* Start Source data *

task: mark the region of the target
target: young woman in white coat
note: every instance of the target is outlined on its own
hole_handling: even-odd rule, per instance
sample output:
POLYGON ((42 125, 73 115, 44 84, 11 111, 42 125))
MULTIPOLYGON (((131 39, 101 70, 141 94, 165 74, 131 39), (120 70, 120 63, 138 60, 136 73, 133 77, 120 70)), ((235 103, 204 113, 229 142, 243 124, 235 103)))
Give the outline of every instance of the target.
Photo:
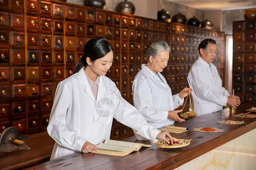
POLYGON ((168 142, 166 137, 171 138, 147 124, 105 76, 113 60, 108 40, 92 39, 86 44, 74 74, 57 85, 47 127, 56 141, 51 160, 97 150, 96 144, 110 138, 113 117, 153 141, 168 142))
MULTIPOLYGON (((133 103, 149 124, 156 128, 185 120, 177 115, 181 110, 174 110, 183 104, 188 94, 185 88, 178 94, 172 95, 161 72, 167 66, 170 48, 165 41, 155 41, 147 48, 146 64, 137 74, 133 84, 133 103)), ((138 135, 136 135, 138 137, 138 135)))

* End Source data *

How many lines of the records contain the string "instance"? Give only the number.

→ The result: 3